#### Written task:
Repeat the whole listing below, word for word.

#### Exercise input:
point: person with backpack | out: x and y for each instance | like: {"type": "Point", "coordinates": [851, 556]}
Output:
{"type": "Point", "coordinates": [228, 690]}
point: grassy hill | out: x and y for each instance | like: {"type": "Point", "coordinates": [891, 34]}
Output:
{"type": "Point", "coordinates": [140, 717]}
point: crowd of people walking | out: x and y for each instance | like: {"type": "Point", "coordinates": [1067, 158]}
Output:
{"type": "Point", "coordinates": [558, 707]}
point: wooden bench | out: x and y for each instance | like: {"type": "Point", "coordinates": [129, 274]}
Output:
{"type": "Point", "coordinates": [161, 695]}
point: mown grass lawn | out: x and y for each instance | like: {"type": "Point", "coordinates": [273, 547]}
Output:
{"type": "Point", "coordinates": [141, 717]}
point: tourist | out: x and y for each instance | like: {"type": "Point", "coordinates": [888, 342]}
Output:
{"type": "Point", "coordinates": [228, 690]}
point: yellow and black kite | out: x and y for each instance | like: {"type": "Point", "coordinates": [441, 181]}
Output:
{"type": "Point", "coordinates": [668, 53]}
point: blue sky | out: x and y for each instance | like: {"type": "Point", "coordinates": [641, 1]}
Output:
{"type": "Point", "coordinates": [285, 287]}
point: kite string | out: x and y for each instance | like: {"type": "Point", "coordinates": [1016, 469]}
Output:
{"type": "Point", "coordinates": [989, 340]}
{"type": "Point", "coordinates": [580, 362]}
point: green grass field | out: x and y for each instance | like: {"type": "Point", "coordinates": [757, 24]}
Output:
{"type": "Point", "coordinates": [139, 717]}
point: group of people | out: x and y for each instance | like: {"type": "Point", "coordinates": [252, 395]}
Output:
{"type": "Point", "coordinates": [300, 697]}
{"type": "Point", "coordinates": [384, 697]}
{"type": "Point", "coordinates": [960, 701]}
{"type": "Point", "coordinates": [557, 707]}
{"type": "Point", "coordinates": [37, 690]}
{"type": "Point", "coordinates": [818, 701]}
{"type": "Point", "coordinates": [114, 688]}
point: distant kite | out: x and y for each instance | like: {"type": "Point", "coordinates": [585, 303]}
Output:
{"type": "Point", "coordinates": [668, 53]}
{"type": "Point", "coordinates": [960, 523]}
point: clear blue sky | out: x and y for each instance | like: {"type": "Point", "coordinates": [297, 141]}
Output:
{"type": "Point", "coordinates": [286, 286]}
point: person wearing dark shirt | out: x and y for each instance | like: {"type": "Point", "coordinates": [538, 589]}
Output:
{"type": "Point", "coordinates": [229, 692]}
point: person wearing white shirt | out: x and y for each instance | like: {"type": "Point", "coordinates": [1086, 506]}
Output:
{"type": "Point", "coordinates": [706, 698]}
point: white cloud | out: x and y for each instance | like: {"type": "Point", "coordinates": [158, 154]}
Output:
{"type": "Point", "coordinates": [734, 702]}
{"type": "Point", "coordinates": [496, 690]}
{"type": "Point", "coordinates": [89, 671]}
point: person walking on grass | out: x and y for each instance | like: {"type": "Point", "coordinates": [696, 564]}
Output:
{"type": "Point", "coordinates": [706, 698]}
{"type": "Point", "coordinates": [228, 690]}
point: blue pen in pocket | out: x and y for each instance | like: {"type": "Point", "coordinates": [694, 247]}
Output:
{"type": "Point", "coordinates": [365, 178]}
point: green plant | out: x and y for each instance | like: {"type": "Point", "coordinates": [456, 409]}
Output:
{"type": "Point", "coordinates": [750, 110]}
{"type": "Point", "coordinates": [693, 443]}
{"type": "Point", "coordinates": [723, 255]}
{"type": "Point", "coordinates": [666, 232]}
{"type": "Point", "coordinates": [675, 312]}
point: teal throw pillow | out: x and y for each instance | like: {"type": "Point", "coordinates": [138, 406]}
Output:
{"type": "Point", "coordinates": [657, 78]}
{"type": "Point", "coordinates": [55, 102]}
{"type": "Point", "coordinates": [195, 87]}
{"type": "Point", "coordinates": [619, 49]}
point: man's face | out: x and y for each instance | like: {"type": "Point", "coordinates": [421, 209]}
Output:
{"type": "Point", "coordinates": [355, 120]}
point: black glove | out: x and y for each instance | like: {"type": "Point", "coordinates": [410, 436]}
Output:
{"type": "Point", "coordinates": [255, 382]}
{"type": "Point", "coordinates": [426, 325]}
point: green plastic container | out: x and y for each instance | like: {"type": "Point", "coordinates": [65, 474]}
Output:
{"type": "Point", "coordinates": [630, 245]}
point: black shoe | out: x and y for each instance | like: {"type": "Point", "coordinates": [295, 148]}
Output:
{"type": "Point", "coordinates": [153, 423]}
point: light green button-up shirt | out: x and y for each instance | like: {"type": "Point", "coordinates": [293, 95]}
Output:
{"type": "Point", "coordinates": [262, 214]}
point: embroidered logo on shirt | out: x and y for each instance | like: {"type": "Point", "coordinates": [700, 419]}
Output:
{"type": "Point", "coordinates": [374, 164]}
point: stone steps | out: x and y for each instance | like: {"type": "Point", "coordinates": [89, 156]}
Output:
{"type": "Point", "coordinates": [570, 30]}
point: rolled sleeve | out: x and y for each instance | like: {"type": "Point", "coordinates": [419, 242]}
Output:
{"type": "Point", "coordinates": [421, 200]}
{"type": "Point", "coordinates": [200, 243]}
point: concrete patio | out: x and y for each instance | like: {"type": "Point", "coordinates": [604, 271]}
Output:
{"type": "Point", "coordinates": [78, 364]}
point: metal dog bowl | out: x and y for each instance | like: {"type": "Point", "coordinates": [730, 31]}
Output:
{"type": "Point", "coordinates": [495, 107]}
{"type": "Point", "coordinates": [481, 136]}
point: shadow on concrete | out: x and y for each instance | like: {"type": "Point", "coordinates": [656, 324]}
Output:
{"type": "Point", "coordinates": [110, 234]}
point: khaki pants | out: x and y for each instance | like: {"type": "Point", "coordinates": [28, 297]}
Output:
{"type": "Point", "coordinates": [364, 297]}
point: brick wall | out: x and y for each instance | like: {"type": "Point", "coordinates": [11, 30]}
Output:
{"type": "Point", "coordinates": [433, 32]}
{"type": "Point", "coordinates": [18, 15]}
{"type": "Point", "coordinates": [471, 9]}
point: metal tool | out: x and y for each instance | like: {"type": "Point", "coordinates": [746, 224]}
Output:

#### Finished answer:
point: person with backpack | out: x and y for each instance | like: {"type": "Point", "coordinates": [851, 556]}
Output:
{"type": "Point", "coordinates": [228, 690]}
point: grassy hill | out: x and y for each instance | like: {"type": "Point", "coordinates": [891, 34]}
Output:
{"type": "Point", "coordinates": [140, 717]}
point: crowd of people walking | out: x and y for each instance | like: {"type": "Point", "coordinates": [1067, 158]}
Output:
{"type": "Point", "coordinates": [558, 707]}
point: wooden bench | out: x and y for each instance | like: {"type": "Point", "coordinates": [129, 274]}
Output:
{"type": "Point", "coordinates": [161, 695]}
point: mown grass lawn | out: x and y for each instance | like: {"type": "Point", "coordinates": [273, 547]}
Output:
{"type": "Point", "coordinates": [141, 717]}
point: tourist | out: x and y for each instance | like: {"type": "Point", "coordinates": [888, 342]}
Output:
{"type": "Point", "coordinates": [228, 690]}
point: yellow and black kite | out: x and y for each instance | like: {"type": "Point", "coordinates": [441, 181]}
Output:
{"type": "Point", "coordinates": [668, 53]}
point: blue sky | out: x and y for each instance | like: {"type": "Point", "coordinates": [641, 1]}
Output:
{"type": "Point", "coordinates": [285, 287]}
point: kite string | out: x and y for each instance | like: {"type": "Point", "coordinates": [1016, 469]}
Output:
{"type": "Point", "coordinates": [989, 340]}
{"type": "Point", "coordinates": [580, 362]}
point: green grass field | out: x and y for each instance | like: {"type": "Point", "coordinates": [757, 24]}
Output:
{"type": "Point", "coordinates": [139, 717]}
point: group of people | out: x and y for each instance | like: {"type": "Point", "coordinates": [252, 395]}
Output:
{"type": "Point", "coordinates": [300, 697]}
{"type": "Point", "coordinates": [384, 697]}
{"type": "Point", "coordinates": [960, 701]}
{"type": "Point", "coordinates": [557, 707]}
{"type": "Point", "coordinates": [37, 690]}
{"type": "Point", "coordinates": [818, 701]}
{"type": "Point", "coordinates": [114, 688]}
point: distant kite | out: x and y for each instance | like: {"type": "Point", "coordinates": [585, 303]}
Output:
{"type": "Point", "coordinates": [668, 53]}
{"type": "Point", "coordinates": [960, 523]}
point: clear blue sky | out: x and y for each instance | like: {"type": "Point", "coordinates": [297, 141]}
Output:
{"type": "Point", "coordinates": [286, 286]}
point: person wearing dark shirt | out: x and y for each instance | like: {"type": "Point", "coordinates": [538, 589]}
Output:
{"type": "Point", "coordinates": [229, 692]}
point: person wearing white shirt | out: x and y for each instance | like: {"type": "Point", "coordinates": [1086, 506]}
Output:
{"type": "Point", "coordinates": [706, 698]}
point: white cloud | out: x and y for each instance | like: {"type": "Point", "coordinates": [158, 154]}
Output:
{"type": "Point", "coordinates": [734, 702]}
{"type": "Point", "coordinates": [496, 690]}
{"type": "Point", "coordinates": [89, 671]}
point: person walking on grass | out: x and y for each instance | like: {"type": "Point", "coordinates": [696, 564]}
Output:
{"type": "Point", "coordinates": [706, 698]}
{"type": "Point", "coordinates": [228, 690]}
point: blue pen in pocket | out: x and y for each instance | like: {"type": "Point", "coordinates": [694, 247]}
Output:
{"type": "Point", "coordinates": [365, 178]}
point: green plant | out: x and y for each instance | like: {"type": "Point", "coordinates": [456, 409]}
Output:
{"type": "Point", "coordinates": [750, 110]}
{"type": "Point", "coordinates": [693, 443]}
{"type": "Point", "coordinates": [723, 255]}
{"type": "Point", "coordinates": [666, 232]}
{"type": "Point", "coordinates": [675, 312]}
point: teal throw pillow | out: x and y for each instance | like: {"type": "Point", "coordinates": [138, 406]}
Output:
{"type": "Point", "coordinates": [657, 78]}
{"type": "Point", "coordinates": [55, 102]}
{"type": "Point", "coordinates": [195, 87]}
{"type": "Point", "coordinates": [619, 49]}
point: man's face | out: x and y for each instance | like: {"type": "Point", "coordinates": [421, 209]}
Output:
{"type": "Point", "coordinates": [355, 120]}
point: black glove | out: x and y for each instance | like: {"type": "Point", "coordinates": [410, 436]}
Output:
{"type": "Point", "coordinates": [255, 382]}
{"type": "Point", "coordinates": [426, 325]}
point: green plastic container | out: x and y for each instance | like: {"type": "Point", "coordinates": [65, 474]}
Output:
{"type": "Point", "coordinates": [630, 245]}
point: black shoe | out: x and y for each instance | like: {"type": "Point", "coordinates": [295, 148]}
Output:
{"type": "Point", "coordinates": [153, 423]}
point: light green button-up shirt | out: x and y for each instance | like: {"type": "Point", "coordinates": [293, 95]}
Output:
{"type": "Point", "coordinates": [262, 214]}
point: embroidered logo on shirt | out: x and y for each instance | like: {"type": "Point", "coordinates": [700, 419]}
Output:
{"type": "Point", "coordinates": [374, 164]}
point: stone steps | out: x and y for each instance | like: {"type": "Point", "coordinates": [89, 156]}
Output:
{"type": "Point", "coordinates": [570, 30]}
point: rolled sleeve | out: x and y for each instance | like: {"type": "Point", "coordinates": [419, 242]}
Output:
{"type": "Point", "coordinates": [421, 200]}
{"type": "Point", "coordinates": [200, 243]}
point: concrete patio | out: x and y for each instance | like: {"type": "Point", "coordinates": [604, 271]}
Output:
{"type": "Point", "coordinates": [78, 364]}
point: metal dog bowl | out: x and y for each instance | like: {"type": "Point", "coordinates": [730, 31]}
Output:
{"type": "Point", "coordinates": [495, 107]}
{"type": "Point", "coordinates": [481, 136]}
point: shadow on concrete | out: x and y for each instance | like: {"type": "Point", "coordinates": [656, 324]}
Output:
{"type": "Point", "coordinates": [110, 234]}
point: khaki pants | out: x and y for each instance | like: {"type": "Point", "coordinates": [28, 297]}
Output:
{"type": "Point", "coordinates": [364, 297]}
point: brick wall | out: x and y for each instance | like: {"type": "Point", "coordinates": [11, 30]}
Output:
{"type": "Point", "coordinates": [433, 32]}
{"type": "Point", "coordinates": [18, 15]}
{"type": "Point", "coordinates": [471, 9]}
point: metal tool | out: x and y for each instance | like: {"type": "Point", "coordinates": [746, 224]}
Output:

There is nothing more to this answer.